## Your objective
Put each line of the records below into a numbered list, skipping blank lines. Leave the pictures out.

## Supplied records

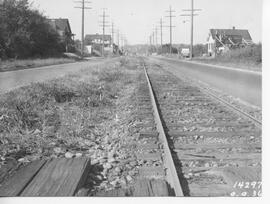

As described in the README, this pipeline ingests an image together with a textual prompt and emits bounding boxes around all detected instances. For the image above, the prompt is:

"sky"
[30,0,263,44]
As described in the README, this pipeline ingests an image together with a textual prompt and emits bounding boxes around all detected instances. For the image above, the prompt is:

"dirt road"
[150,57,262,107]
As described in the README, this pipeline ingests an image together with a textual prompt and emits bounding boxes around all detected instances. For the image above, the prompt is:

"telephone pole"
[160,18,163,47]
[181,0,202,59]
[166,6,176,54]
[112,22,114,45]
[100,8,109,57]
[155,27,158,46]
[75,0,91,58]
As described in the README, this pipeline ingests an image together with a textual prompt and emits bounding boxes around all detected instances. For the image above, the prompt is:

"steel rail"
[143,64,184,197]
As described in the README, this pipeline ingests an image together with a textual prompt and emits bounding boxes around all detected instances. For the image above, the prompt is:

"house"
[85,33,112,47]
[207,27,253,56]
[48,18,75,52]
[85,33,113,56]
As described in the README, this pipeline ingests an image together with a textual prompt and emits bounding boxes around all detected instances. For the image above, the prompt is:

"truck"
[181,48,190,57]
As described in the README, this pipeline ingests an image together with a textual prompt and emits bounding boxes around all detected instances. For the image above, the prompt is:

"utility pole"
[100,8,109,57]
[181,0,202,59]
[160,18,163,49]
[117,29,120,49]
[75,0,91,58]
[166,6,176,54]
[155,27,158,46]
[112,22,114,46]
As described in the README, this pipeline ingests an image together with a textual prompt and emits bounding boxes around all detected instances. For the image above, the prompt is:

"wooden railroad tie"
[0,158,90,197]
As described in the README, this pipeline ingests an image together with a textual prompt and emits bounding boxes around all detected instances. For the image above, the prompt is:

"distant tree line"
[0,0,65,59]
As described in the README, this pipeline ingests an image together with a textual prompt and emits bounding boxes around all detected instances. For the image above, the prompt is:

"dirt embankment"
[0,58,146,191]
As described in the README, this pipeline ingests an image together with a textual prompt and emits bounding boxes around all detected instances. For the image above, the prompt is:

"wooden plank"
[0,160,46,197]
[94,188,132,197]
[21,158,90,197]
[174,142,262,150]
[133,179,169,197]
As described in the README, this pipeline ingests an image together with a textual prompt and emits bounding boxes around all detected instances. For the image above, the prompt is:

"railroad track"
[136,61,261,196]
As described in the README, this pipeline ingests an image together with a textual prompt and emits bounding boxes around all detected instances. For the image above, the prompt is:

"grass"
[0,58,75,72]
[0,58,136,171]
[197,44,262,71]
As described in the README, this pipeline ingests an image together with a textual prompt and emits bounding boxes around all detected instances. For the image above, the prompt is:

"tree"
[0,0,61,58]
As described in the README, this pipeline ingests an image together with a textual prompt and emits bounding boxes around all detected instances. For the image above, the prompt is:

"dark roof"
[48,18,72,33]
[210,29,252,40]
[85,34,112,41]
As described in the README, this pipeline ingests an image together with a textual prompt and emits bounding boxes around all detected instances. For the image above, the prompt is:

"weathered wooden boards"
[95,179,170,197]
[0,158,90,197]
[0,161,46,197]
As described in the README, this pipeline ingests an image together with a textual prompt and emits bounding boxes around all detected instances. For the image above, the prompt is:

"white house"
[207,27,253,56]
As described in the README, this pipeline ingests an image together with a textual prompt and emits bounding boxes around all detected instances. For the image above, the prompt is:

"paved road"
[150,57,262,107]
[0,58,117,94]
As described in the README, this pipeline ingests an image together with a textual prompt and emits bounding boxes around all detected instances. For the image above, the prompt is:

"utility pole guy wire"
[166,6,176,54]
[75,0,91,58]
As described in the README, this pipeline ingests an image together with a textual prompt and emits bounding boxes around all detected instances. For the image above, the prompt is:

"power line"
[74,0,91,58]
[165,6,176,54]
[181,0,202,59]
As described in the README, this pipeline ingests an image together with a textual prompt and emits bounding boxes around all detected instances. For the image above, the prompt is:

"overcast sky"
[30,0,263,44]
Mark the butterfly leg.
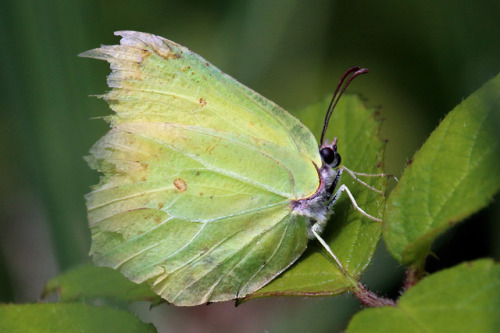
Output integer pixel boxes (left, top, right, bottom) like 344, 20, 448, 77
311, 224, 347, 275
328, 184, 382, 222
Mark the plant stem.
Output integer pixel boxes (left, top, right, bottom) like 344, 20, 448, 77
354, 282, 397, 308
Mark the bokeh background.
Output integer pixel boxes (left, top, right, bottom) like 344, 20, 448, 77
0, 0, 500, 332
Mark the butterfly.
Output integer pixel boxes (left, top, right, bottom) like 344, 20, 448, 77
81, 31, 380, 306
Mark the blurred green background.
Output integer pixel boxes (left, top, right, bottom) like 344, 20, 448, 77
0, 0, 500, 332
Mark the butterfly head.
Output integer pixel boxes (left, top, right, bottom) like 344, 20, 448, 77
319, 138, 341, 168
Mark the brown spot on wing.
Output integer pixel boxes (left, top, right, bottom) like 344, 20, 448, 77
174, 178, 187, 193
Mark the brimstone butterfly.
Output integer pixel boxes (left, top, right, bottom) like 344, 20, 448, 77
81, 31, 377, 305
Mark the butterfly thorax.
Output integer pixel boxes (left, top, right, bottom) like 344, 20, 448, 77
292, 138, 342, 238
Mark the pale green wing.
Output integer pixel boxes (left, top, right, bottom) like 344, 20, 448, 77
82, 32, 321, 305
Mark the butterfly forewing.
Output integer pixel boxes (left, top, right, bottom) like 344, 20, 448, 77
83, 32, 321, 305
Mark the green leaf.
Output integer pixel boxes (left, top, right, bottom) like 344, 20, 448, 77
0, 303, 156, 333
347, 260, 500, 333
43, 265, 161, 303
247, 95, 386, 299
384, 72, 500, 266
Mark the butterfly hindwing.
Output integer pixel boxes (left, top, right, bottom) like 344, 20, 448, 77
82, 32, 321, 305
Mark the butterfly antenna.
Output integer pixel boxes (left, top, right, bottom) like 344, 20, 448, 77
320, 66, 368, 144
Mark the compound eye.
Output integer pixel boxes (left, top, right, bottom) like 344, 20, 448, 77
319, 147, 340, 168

## Solution
1. As described in the README, this pipeline ingests an image together with a textual prompt and emits bounding boxes around all detected instances. For the image above, the prompt is:
2. "sky"
3. [30,0,263,44]
4. As described in the README, this pipeline ingests an image together with a textual prompt and emits bounding boxes around all detected instances. For the image above, the prompt is:
5. "dirt road"
6. [150,57,262,107]
7. As described in the README, this pipeline ingests an image together with a textual prompt and emits bounding boxes around all detected instances. For the image above, the prompt is:
8. "telephone pole"
9. [160,18,163,47]
10. [181,0,202,59]
11. [166,6,176,54]
12. [112,22,114,45]
13. [100,8,109,57]
14. [155,27,158,46]
15. [75,0,91,58]
16. As described in the README, this pipeline ingests an image together with a textual prompt and emits bounding boxes around all detected instances. For the image above, the prompt is:
17. "steel rail"
18. [143,64,184,197]
19. As described in the README, this pipeline ingests an image together with a textual prompt and emits bounding boxes around all detected instances. For the image above, the prompt is:
20. "house"
21. [85,33,112,47]
22. [207,27,253,56]
23. [48,18,75,52]
24. [85,33,113,56]
25. As described in the README, this pipeline ingests an image together with a textual prompt and emits bounding boxes around all detected instances. For the image above, the prompt is:
26. "truck"
27. [181,48,190,57]
28. As described in the README, this pipeline ingests an image together with a textual prompt and emits bounding boxes around all detected instances. For the image above, the prompt is:
29. "utility pole"
30. [100,8,109,57]
31. [181,0,202,59]
32. [160,18,163,49]
33. [117,29,120,49]
34. [75,0,91,58]
35. [166,6,176,54]
36. [155,27,158,46]
37. [112,22,114,46]
38. As described in the README, this pipeline ingests an image together with a textual prompt and emits bounding boxes around all detected instances. For the image above, the prompt is:
39. "wooden railroad tie"
40. [0,158,90,197]
41. As described in the README, this pipeline ingests an image together with a textual prompt and emits bounding boxes around all detected instances. For the image above, the prompt is:
42. "distant tree line"
43. [0,0,65,59]
44. As described in the README, this pipeline ingests an image together with a textual prompt and emits bounding boxes around all detected instances. For the image above, the prompt is:
45. "dirt embankment"
46. [0,58,146,191]
47. As described in the README, this pipeline ingests an image together with a textual prompt and emits bounding boxes around all detected instances. For the image above, the prompt is:
48. "wooden plank"
49. [0,160,46,197]
50. [94,188,132,197]
51. [21,158,90,197]
52. [174,142,262,150]
53. [133,179,169,197]
54. As described in the README, this pipeline ingests an image together with a textual prompt and emits bounding boxes around all detected instances. For the image above, the prompt is:
55. "railroad track"
56. [136,61,261,196]
57. As described in the README, this pipeline ingests an image together with a textual prompt and emits bounding boxes around all detected instances. For the image above, the prompt is:
58. "grass"
59. [0,58,75,72]
60. [0,58,136,171]
61. [197,44,262,71]
62. As described in the README, this pipeline ingests an image together with a textual prompt and emits bounding boxes around all detected instances. For the image above, the prompt is:
63. "tree"
64. [0,0,61,58]
65. As described in the README, this pipeline ingests an image together with a textual prompt and emits bounding boxes around all detected instances. For the image above, the prompt is:
66. "dark roof"
67. [48,18,72,33]
68. [210,29,252,40]
69. [85,34,112,41]
70. As described in the README, this pipeline ingests an image together with a textual prompt and emits bounding boxes around all detected instances. For the image above, the prompt is:
71. "weathered wooden boards"
72. [95,179,170,197]
73. [0,158,90,197]
74. [0,161,46,197]
75. As described in the README, this pipeline ingests an image together with a textual prompt and emits bounding boxes around all detected instances. For the image above, the prompt is:
76. "white house"
77. [207,27,253,56]
78. As described in the README, this pipeline ingests an image together with a textual prompt and emits bounding boxes around all detected instances. For the image above, the prompt is:
79. "paved road"
80. [150,57,262,107]
81. [0,58,117,94]
82. As described in the README, this pipeline ingests an image together with a textual prompt and emits bounding boxes around all detected instances. For the image above, the prompt is:
83. "utility pole guy wire"
84. [166,6,176,54]
85. [75,0,91,58]
86. As described in the README, this pipeline ingests an image together with a textual prompt and emits bounding boxes around all detected instances. For the image above, the prompt is:
87. "power line"
88. [74,0,91,58]
89. [165,6,176,54]
90. [181,0,202,59]
91. As described in the README, this pipeline ingests an image together with a textual prompt and emits bounding boxes around all detected instances. For the image above, the prompt is:
92. "overcast sky"
93. [30,0,263,44]
94. Mark the butterfly leg.
95. Output integer pixel boxes (left, top, right, bottom) like 344, 20, 448, 77
96. 311, 224, 347, 275
97. 328, 184, 382, 222
98. Mark the plant stem.
99. Output integer pixel boxes (left, top, right, bottom) like 344, 20, 448, 77
100. 354, 282, 397, 308
101. Mark the bokeh background.
102. Output integer pixel boxes (left, top, right, bottom) like 344, 20, 448, 77
103. 0, 0, 500, 332
104. Mark the butterfly.
105. Output integer pixel boxes (left, top, right, bottom) like 344, 20, 448, 77
106. 81, 31, 380, 306
107. Mark the blurred green background.
108. Output integer pixel boxes (left, top, right, bottom) like 344, 20, 448, 77
109. 0, 0, 500, 332
110. Mark the butterfly head.
111. Output integer pixel boxes (left, top, right, bottom) like 344, 20, 448, 77
112. 319, 138, 341, 168
113. Mark the brown spot on wing.
114. Output integer pixel boxes (left, top, right, bottom) like 344, 20, 448, 77
115. 174, 178, 187, 193
116. Mark the brimstone butterfly.
117. Output integer pixel boxes (left, top, right, bottom) like 344, 20, 448, 77
118. 81, 31, 377, 305
119. Mark the butterfly thorax.
120. Output integer pixel boxes (left, top, right, bottom) like 344, 20, 448, 77
121. 292, 138, 342, 238
122. Mark the pale green wing.
123. Output integer pixel boxes (left, top, right, bottom) like 344, 20, 448, 77
124. 82, 32, 321, 305
125. Mark the butterfly forewing.
126. Output integer pixel boxes (left, top, right, bottom) like 344, 20, 448, 77
127. 83, 32, 321, 305
128. Mark the green leaf.
129. Output integer pixel boxes (left, top, right, bottom) like 344, 20, 448, 77
130. 0, 303, 156, 333
131. 347, 260, 500, 333
132. 43, 265, 161, 303
133. 247, 95, 386, 299
134. 384, 72, 500, 266
135. Mark the butterfly hindwing.
136. Output integer pixel boxes (left, top, right, bottom) like 344, 20, 448, 77
137. 82, 32, 321, 305
138. Mark the butterfly antenna.
139. Output integer pixel boxes (left, top, right, bottom) like 344, 20, 448, 77
140. 320, 66, 368, 144
141. Mark the compound eye.
142. Output integer pixel boxes (left, top, right, bottom) like 344, 20, 448, 77
143. 319, 147, 340, 168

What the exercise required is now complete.